## Задачи для решения
#1 Какое стихотворение из сборника «Путь конквистадоров» цитируется в тексте о Гумилёве?
#2 Выпишите из текста о Гумилёве все названия стихотворений и сборников, заключённые в кавычки.
#3 Перепишите строки текста о Гумилёве от «Но смерть уже» до «я зову любую!», заменив «теней» на «огней».

## Фрагмент текста
____

Он пробовал утопиться — не утонул. Гумилёв вскрывал себе вены, чтобы истечь кровью, и… вновь остался жить.
Но смерть уже обратила на него своё пристальное внимание и начала к нему привыкать, хотя молодой Гумилёв ускользал от неё, играя с ней в опасные игры.
В своих ранних стихах он уже затрагивает тему смерти. В стихотворении «Кредо» из первого сборника «Путь конквистадоров» Гумилёв пишет:
Но я живу, как пляска теней
В предсмертный час большого дня.
Я полон тайною мгновений
И красной чарою огня…
В сборнике «Романтические цветы» в одном из сонетов заключительные строки звучат так:
Пусть смерть приходит, я зову любую!
Я с нею буду биться до конца.
И, может быть, рукою мертвеца
Я лилию добуду голубую…
В 20 лет Гумилёв написал стихотворение «Баллада»:
Пять коней подарил мне мой друг Люцифер
И одно золотое с рубином кольцо,
Чтобы смог я спускаться в глубины пещер,
И увидел небес молодое лицо.
Там на высях сознанья — безумия снег,
Но коней я ударил свистящим бичом,
И на выси сознанья направил их бег
И увидел там деву с печальным лицом.
И, смеясь надо мной, презирая меня,
Люцифер распахнул мне ворота во тьму,
Люцифер подарил мне шестого коня —
И Отчаянье было названье ему.

____

## Исходные данные
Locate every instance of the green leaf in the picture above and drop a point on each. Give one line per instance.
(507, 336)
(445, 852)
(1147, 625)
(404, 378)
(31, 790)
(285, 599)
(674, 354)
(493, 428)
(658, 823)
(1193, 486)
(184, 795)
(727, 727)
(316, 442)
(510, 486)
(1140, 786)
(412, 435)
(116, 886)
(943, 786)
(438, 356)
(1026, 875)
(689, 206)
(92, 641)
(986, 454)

____

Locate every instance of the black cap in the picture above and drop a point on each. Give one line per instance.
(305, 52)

____

## Итоговые ответы
#1 «Кредо».

#2 «Кредо», «Путь конквистадоров», «Романтические цветы», «Баллада».

#3
Но смерть уже обратила на него своё пристальное внимание и начала к нему привыкать, хотя молодой Гумилёв ускользал от неё, играя с ней в опасные игры.
В своих ранних стихах он уже затрагивает тему смерти. В стихотворении «Кредо» из первого сборника «Путь конквистадоров» Гумилёв пишет:
Но я живу, как пляска огней
В предсмертный час большого дня.
Я полон тайною мгновений
И красной чарою огня…
В сборнике «Романтические цветы» в одном из сонетов заключительные строки звучат так:
Пусть смерть приходит, я зову любую!